━━━━━ EXCERPT TO READ ━━━━━

Matt Smith vs. The Script
Matt Smith plays a character named Milo, who ends up becoming the villain of the film. He isn’t a direct adaptation of anyone in any comic source material but does bear some similarities to Loxias Crown.
Smith is a fantastic actor, something he’s showcased time and time again. But just don’t take this performance, or character, as an example of his talents. All the fault here, however, goes to the writing and direction given to him; his antagonist simply isn’t good.
The story wanted so badly to have viewers connect with him and his relationship with Michael Morbius. Yet, an adequate amount of time and attention wasn’t given. Instead, it was all rushed into play, causing characters to make drastic choices simply because the plot demanded it.
The Vampiric Effects
Before getting to the bad stuff, it’s important to give credit where credit is due. The fluid way Morbius moves in action, with the wispy smoke trails following him, was a fantastic choice that made his abilities visually pleasing for audiences to watch.
Also, the design of Morbius is fantastic. Jared Leto’s Vampiric persona looks incredible; the catch being that the sentiment only applies to a small fraction of the times he’s on screen.
The special effects, in the end, fail more often than they succeed. The vampire faces can look really silly, and make it hard to latch onto any tension, or air of danger, that the story is trying to create.

━━━━━

* **ACTIVITY LIST**:
[1] List every person or fictional character named in the Morbius review above.
[2] Rewrite the Morbius review between "The Vampiric Effects" and "trying to create.", inclusive, swapping "special effects" for "visual effects".
[3] Continue the Morbius film review from its last sentence.

━━━━━ INFORMATION SUPPLIED ━━━━━

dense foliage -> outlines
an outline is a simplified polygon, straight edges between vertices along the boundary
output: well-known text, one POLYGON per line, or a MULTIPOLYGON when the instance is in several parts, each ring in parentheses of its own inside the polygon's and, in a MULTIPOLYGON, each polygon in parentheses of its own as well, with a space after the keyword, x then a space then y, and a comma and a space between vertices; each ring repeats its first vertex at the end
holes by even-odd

━━━━━

* **ACTIVITY ANSWERS**:
[1] Matt Smith, Milo, Loxias Crown, Michael Morbius, Jared Leto

[2]
The Vampiric Effects
Before getting to the bad stuff, it’s important to give credit where credit is due. The fluid way Morbius moves in action, with the wispy smoke trails following him, was a fantastic choice that made his abilities visually pleasing for audiences to watch.
Also, the design of Morbius is fantastic. Jared Leto’s Vampiric persona looks incredible; the catch being that the sentiment only applies to a small fraction of the times he’s on screen.
The visual effects, in the end, fail more often than they succeed. The vampire faces can look really silly, and make it hard to latch onto any tension, or air of danger, that the story is trying to create.

[3]
The Nonsensical Conclusion
Morbius is filled to the brim with generic mediocrity, with more than a few straight-up bad bumps in the road. But the finishing act is where it all crashes down the hardest.
It is hard to make out what was happening in any of the final action sequences as they unfolded on screen. It's hard to discern what the surroundings were or what was even happening as characters threw punches. It was all just an uninterpretable and bombastic finishing set piece.
To cap it all off, certain events occurred that seemed out of the blue, and also had no logistical backing in the previous hour-plus of screen time. What was meant to be a triumphant moment ended up being one of immense confusion.
Sony Pictures Flailing About
It may seem odd to put focus on the post-credits scene for a review of the whole film, but here, it’s absolutely necessary. They are awful.
There are two scenes shortly after the credits begin rolling. The first logistically makes no sense at all and showcases that the powers at be may not have even watched their past Marvel projects.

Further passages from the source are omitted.